* _Instruction_:
Report how many lines in the entries below contain the string "trunk". Give only the number.

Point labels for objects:
══════

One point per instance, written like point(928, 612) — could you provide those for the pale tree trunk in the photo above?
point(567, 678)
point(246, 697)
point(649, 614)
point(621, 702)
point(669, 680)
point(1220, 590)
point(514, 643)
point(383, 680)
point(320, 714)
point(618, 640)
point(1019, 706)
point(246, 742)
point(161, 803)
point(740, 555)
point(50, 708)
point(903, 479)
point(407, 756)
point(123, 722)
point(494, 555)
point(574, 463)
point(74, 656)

══════

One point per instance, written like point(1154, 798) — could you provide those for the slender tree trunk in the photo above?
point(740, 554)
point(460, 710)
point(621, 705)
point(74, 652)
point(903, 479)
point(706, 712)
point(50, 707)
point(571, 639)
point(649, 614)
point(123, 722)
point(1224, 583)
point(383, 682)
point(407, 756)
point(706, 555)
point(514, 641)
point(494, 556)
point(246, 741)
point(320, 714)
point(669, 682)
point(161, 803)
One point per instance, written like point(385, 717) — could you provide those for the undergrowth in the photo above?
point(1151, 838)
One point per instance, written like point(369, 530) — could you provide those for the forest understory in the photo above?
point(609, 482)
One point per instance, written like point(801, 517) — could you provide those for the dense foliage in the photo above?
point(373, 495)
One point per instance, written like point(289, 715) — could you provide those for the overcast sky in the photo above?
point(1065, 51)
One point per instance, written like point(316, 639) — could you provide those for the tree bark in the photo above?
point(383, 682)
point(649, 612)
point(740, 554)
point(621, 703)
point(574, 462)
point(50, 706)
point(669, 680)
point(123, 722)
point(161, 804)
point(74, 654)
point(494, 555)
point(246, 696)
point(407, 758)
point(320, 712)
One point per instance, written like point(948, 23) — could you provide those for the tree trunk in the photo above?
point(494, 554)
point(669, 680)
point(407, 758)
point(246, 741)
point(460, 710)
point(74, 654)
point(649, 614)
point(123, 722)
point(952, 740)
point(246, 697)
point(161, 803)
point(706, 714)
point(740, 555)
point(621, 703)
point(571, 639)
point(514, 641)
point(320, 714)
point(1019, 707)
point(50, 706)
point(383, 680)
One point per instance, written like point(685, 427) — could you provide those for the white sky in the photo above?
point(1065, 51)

══════

* _Output for this exercise_:
3